What you will do
Restate word for word the lines of the entries below, starting with the line that holds "Query: advertisement poster" and ending with the line that holds "like [(344, 157)].", and no others.

Referring expression data
===

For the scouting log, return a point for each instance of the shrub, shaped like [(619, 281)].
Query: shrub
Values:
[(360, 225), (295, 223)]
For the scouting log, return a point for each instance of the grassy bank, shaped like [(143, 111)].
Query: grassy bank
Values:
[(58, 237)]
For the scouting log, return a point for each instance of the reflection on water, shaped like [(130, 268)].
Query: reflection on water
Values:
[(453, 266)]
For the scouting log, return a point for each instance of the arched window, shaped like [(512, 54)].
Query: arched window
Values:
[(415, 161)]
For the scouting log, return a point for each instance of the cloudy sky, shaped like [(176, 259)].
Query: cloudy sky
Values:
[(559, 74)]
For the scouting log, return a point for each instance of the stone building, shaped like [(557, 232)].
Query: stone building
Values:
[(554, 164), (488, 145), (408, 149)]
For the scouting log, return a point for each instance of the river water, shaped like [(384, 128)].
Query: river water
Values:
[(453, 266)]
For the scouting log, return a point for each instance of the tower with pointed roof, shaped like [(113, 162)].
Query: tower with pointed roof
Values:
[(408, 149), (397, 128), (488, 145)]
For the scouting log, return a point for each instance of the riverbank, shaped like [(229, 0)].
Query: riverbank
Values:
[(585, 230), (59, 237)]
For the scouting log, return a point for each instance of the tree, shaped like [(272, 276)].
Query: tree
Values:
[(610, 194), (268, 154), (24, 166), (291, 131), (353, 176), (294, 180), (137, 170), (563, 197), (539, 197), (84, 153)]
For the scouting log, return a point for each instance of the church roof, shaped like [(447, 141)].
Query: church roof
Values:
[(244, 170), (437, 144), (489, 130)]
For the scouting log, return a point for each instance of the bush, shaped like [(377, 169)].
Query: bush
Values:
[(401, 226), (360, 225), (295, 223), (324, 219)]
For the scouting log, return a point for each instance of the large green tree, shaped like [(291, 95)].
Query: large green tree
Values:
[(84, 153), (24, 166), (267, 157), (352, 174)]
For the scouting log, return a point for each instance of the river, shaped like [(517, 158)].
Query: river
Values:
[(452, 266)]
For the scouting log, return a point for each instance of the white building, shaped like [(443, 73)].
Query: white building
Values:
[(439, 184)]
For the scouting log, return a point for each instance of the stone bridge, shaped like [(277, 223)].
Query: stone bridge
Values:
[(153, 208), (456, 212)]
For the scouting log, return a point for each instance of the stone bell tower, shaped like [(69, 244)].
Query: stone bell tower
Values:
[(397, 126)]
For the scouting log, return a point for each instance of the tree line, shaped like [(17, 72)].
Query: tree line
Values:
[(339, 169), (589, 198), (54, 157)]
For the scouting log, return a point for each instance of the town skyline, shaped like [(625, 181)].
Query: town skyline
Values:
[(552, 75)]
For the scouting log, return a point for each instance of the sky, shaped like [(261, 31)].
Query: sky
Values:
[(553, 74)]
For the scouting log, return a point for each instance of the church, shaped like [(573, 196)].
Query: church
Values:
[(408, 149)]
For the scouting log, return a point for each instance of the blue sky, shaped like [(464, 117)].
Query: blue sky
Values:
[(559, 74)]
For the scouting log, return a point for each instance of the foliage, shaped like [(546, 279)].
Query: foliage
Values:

===

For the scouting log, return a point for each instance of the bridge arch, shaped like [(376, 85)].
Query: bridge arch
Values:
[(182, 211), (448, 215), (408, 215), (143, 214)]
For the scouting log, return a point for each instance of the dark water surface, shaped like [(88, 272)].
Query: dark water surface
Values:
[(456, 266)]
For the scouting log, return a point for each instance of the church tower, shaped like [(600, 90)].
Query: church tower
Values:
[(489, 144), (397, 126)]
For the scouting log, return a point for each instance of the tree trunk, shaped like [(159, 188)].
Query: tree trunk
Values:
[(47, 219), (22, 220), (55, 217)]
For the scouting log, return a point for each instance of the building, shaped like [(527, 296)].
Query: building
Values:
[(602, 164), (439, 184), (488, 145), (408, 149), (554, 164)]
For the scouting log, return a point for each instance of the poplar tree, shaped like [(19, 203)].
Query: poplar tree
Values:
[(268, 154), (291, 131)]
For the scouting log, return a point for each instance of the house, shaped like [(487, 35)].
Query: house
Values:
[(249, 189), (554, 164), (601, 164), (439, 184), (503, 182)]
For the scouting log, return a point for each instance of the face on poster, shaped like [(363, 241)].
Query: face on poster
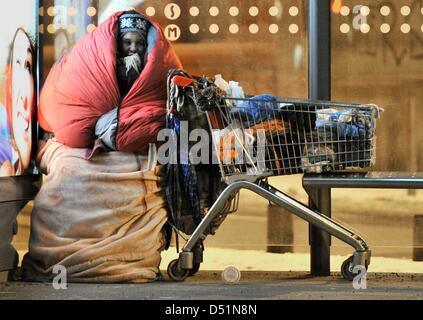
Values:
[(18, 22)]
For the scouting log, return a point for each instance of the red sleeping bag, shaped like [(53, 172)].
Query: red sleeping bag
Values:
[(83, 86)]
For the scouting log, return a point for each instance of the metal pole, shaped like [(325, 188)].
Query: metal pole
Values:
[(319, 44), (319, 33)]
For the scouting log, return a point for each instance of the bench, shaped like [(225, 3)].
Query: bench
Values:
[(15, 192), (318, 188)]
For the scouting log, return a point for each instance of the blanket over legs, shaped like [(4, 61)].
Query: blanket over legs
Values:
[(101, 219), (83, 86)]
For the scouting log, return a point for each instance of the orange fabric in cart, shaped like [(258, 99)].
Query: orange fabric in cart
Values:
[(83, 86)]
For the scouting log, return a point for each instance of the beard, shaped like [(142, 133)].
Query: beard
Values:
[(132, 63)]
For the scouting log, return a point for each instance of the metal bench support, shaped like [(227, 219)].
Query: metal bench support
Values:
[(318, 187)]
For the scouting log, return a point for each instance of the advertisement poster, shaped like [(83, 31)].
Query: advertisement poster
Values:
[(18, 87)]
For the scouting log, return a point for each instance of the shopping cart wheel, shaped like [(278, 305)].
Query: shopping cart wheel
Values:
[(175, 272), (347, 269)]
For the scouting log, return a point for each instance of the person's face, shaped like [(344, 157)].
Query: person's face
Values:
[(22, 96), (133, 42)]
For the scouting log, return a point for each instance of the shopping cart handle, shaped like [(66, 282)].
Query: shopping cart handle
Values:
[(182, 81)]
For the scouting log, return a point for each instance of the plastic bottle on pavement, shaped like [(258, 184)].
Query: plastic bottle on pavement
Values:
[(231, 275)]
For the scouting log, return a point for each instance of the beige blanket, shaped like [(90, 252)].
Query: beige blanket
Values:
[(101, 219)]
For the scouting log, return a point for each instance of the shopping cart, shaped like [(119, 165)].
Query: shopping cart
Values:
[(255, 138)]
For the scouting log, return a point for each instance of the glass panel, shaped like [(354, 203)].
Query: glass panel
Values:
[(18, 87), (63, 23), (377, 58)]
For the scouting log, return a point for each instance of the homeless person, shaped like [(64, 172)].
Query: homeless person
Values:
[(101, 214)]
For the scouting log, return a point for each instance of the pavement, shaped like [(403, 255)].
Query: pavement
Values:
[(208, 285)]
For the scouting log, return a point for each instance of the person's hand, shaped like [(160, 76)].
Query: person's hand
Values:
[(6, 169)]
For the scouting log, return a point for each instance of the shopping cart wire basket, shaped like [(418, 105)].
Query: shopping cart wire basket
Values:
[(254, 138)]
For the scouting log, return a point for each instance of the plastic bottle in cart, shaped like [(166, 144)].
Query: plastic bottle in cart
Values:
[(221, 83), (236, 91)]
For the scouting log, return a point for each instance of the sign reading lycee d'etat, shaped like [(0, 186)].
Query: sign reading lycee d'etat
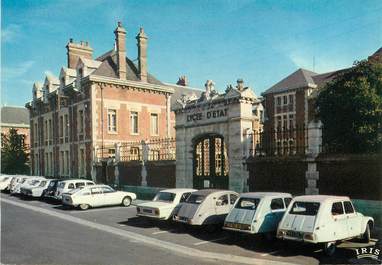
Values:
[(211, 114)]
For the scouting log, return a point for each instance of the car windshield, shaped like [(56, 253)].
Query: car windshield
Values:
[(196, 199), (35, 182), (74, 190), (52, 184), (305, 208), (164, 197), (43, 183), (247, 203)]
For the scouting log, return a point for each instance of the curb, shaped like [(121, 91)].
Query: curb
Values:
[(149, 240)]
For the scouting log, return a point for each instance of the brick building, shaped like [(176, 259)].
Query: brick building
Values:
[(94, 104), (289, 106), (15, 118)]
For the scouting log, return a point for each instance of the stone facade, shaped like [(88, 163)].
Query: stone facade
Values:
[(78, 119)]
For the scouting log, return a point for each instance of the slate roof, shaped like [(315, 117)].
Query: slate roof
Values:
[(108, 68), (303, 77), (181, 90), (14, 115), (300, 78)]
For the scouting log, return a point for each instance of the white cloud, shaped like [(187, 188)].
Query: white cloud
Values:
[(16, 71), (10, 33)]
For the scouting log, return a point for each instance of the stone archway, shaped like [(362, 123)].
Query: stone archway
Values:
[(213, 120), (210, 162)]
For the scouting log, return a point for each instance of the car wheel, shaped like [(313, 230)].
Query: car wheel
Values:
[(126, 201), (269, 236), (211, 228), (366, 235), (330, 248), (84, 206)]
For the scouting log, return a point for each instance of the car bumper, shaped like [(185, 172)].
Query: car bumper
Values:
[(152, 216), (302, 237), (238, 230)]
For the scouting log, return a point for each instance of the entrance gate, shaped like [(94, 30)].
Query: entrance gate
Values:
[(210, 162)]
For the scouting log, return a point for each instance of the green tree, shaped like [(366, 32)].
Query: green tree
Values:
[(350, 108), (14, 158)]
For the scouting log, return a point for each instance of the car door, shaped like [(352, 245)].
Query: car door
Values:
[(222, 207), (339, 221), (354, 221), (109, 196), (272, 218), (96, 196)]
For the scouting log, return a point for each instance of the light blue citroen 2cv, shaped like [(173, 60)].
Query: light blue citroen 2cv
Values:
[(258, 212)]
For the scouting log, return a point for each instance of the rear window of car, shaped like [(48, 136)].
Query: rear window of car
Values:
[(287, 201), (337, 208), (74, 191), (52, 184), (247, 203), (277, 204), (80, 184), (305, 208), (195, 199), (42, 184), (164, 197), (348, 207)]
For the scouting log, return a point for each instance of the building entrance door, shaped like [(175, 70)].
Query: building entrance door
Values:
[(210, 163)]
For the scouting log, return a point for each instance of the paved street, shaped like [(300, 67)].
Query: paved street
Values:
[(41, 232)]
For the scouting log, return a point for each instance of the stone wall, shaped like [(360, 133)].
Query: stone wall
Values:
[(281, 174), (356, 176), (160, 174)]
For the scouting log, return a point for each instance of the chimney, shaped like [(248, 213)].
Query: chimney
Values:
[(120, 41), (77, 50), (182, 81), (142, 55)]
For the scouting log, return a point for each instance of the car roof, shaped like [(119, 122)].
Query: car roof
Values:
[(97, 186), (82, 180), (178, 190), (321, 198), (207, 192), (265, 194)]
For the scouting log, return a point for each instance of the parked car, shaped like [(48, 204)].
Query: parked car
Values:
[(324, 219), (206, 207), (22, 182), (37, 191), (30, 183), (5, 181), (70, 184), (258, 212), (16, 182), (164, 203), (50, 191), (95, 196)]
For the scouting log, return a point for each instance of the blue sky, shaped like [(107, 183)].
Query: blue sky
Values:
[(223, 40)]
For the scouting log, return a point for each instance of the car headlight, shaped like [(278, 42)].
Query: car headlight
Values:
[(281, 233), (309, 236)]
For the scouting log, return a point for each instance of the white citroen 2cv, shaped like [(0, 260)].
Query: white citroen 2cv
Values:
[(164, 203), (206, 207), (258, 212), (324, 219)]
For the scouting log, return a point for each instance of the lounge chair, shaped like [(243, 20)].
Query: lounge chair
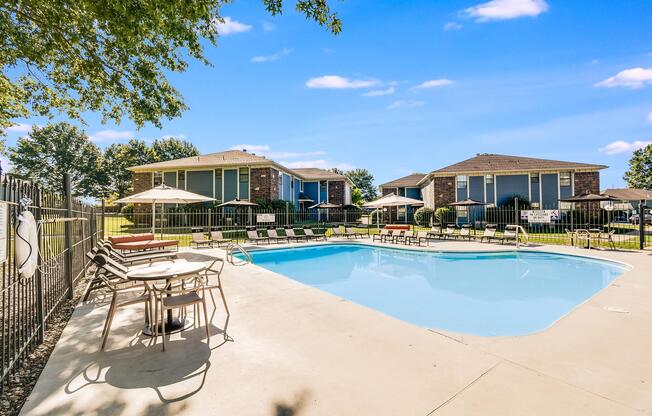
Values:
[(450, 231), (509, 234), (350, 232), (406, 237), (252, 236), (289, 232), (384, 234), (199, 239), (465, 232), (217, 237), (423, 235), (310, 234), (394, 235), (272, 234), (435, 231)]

===

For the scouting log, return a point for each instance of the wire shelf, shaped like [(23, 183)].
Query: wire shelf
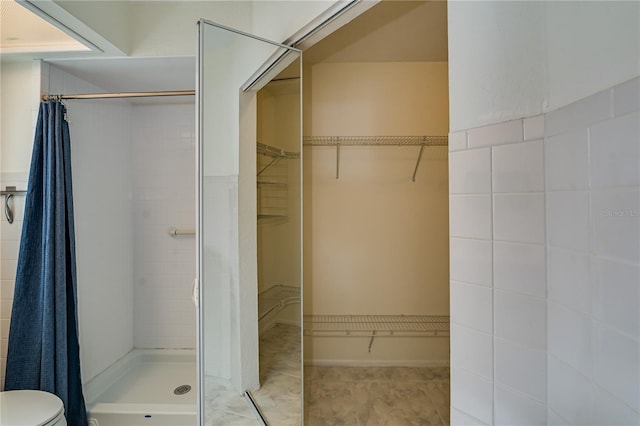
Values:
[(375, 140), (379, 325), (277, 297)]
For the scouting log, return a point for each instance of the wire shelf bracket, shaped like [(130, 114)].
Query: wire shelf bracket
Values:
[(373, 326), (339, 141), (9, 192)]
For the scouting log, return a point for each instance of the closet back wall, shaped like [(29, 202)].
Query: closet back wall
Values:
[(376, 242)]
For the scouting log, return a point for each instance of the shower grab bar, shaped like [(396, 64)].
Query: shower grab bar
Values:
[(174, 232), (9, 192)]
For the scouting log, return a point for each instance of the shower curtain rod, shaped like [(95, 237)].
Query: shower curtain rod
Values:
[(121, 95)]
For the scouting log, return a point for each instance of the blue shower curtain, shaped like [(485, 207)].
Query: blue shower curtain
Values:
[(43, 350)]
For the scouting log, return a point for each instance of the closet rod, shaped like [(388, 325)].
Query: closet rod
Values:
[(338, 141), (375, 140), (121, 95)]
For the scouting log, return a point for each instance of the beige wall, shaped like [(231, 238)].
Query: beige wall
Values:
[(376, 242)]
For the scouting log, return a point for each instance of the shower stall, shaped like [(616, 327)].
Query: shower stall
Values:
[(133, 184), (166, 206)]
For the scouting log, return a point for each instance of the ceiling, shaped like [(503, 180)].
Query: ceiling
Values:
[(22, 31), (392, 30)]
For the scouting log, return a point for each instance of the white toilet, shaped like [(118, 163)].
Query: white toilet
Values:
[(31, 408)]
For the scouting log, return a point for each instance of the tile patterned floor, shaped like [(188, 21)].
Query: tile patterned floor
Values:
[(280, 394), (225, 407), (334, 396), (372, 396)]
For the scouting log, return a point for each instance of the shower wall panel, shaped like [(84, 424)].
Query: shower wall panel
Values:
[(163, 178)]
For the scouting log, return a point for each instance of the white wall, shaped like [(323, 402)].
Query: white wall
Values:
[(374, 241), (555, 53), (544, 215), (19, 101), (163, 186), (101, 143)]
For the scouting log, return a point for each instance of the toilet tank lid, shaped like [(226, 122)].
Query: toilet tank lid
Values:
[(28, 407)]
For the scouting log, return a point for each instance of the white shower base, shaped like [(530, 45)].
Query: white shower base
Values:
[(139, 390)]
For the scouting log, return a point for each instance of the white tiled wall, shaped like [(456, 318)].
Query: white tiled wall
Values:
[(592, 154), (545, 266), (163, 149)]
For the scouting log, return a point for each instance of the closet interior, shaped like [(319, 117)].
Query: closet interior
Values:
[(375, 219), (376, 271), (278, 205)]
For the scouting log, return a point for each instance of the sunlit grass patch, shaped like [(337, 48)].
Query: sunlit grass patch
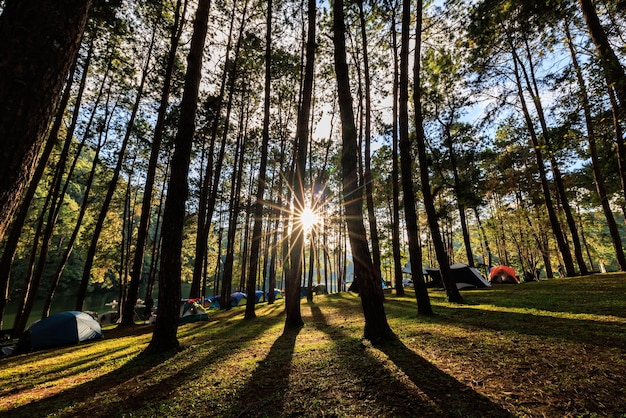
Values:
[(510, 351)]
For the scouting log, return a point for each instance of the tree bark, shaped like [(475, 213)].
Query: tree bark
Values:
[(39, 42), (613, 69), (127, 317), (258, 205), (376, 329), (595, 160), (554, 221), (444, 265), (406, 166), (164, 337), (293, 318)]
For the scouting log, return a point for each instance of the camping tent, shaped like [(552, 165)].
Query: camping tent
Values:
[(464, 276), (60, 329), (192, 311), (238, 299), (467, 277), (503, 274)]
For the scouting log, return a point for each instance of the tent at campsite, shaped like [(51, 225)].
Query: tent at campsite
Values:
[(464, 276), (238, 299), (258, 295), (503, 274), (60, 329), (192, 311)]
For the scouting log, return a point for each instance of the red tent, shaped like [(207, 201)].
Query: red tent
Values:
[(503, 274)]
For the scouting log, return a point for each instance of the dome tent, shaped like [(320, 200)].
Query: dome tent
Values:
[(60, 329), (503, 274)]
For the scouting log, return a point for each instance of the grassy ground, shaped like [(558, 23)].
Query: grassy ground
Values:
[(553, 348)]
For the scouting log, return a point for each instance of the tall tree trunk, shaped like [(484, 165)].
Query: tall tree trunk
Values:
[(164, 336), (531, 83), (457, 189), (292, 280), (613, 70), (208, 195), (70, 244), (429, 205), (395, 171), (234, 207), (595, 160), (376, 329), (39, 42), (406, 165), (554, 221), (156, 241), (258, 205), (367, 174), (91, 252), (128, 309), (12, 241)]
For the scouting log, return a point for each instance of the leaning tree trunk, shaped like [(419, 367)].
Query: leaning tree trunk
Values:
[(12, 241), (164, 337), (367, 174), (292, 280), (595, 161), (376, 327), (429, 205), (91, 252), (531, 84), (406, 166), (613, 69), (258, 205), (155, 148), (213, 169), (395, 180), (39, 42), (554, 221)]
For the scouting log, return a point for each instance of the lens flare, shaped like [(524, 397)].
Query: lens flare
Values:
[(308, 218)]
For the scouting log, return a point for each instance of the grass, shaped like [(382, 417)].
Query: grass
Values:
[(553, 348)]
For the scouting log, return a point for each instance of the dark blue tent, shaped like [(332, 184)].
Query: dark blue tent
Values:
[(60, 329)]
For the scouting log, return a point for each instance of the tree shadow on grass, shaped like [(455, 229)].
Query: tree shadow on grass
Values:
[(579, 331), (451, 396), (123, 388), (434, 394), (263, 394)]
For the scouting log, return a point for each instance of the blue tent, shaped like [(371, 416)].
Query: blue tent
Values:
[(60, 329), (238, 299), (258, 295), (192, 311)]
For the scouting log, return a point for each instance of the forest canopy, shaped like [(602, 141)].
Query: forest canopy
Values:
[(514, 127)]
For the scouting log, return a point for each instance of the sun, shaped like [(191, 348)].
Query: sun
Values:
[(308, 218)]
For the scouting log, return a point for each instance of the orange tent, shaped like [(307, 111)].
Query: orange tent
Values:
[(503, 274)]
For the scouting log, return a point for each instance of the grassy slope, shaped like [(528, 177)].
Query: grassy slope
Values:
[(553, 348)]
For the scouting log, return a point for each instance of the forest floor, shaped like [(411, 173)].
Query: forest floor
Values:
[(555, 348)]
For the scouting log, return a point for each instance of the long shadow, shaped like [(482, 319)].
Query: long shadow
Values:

===

Solution to this problem
Query: advertisement poster
Values:
[(18, 87)]
For the scouting log, return a point for each instance of the shopping cart wheel, shaped like [(278, 305)].
Query: shopping cart wheel
Values:
[(175, 272), (347, 269)]
For the scouting log, return a point for each instance of the person's face, shaped like [(344, 157)].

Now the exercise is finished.